* [Data supplied]:
((

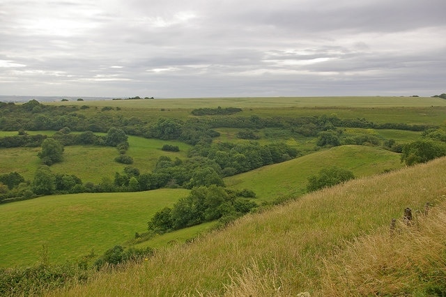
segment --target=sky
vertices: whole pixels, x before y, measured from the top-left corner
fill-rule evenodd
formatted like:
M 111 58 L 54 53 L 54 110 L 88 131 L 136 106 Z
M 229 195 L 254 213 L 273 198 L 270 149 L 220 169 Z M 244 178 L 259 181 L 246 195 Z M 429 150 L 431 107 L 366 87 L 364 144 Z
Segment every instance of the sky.
M 445 0 L 0 0 L 0 95 L 446 93 Z

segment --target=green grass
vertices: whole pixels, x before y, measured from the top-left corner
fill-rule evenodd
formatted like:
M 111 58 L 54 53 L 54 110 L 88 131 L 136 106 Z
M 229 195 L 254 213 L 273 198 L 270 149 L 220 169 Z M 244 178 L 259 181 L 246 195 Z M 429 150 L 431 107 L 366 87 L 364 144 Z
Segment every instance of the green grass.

))

* [Written problem]:
Rewrite all of the entries above with "top-left corner" changed to "upper-left corner" everywhere it occurs, keeping everything else the same. Leave the pictures out of your answer.

* [Exercise result]:
segment --target=sky
vertices: whole pixels, x before y, measured from the upper-left corner
fill-rule evenodd
formatted like:
M 111 58 L 54 53 L 54 110 L 88 131 L 136 106 Z
M 229 195 L 254 213 L 273 198 L 270 149 L 220 169 Z M 244 178 L 259 181 L 246 195 Z M 429 150 L 431 107 L 366 87 L 364 144 Z
Segment every instance of the sky.
M 445 0 L 0 0 L 0 95 L 446 93 Z

segment --target=green grass
vertices: whole pixels, x before y, measured from the upper-left corner
fill-rule evenodd
formatted like:
M 111 58 L 54 53 L 54 110 L 88 131 L 136 106 Z
M 229 195 L 254 213 L 273 198 L 270 149 L 220 169 Z M 244 178 L 259 181 L 246 195 Z M 429 150 L 431 107 L 366 87 L 364 144 Z
Segment every instance of the green grass.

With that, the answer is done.